Input data:
— START —
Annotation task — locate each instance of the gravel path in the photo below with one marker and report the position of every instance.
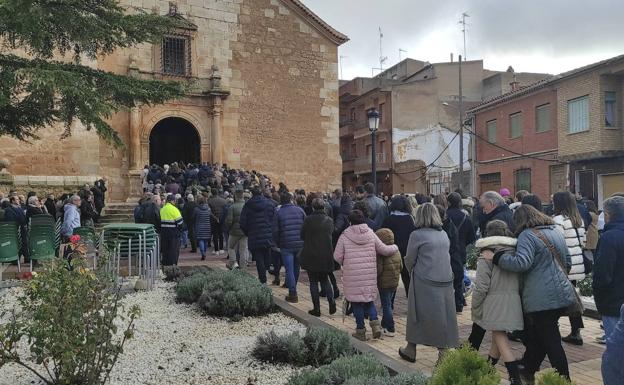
(175, 345)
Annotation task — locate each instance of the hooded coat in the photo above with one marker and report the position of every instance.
(317, 254)
(256, 221)
(496, 302)
(388, 268)
(357, 251)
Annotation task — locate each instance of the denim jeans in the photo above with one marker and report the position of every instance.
(358, 311)
(323, 279)
(203, 246)
(291, 264)
(263, 258)
(609, 324)
(386, 296)
(612, 368)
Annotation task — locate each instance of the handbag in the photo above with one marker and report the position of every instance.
(576, 308)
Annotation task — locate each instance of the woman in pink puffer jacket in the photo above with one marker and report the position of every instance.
(356, 251)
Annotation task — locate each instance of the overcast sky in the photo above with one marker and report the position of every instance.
(549, 36)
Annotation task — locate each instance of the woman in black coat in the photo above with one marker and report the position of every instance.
(317, 255)
(401, 222)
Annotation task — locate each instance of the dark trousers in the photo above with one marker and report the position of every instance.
— END —
Task to carry out: Please return the records above word for word, leaving out the pictures.

Exercise answer:
Annotation task — locate each instance of the gravel path in the photo below with one marker and report the position of every instance.
(175, 345)
Annotation task — locate each instance of the hooded coat in the photo above with one marker and report the position of every instance.
(317, 254)
(256, 221)
(496, 302)
(388, 268)
(357, 251)
Annotation task — locate each instance of the denim jeans in the photo above with one marker and report the position of every instance.
(358, 311)
(323, 279)
(203, 246)
(291, 264)
(263, 258)
(609, 324)
(386, 296)
(612, 368)
Annotation task — locate each instance of the handbag in the photo above with one marker and report the position of every instance.
(576, 308)
Annotation task — locate each instance of the woman in pink puffer jacket in the photo above with one marker and report the position of every instance.
(356, 251)
Annotation task — locate each instance of the overcast sky in the photo above with one marker and report the position of every instance.
(549, 36)
Annotation task — locate each instance of the woman in black coat in the photo above with one marker and report the position of every instance.
(317, 255)
(401, 222)
Annotation task — locate each instance of the dark trousers in the photo above with one marker and report the position of every instance.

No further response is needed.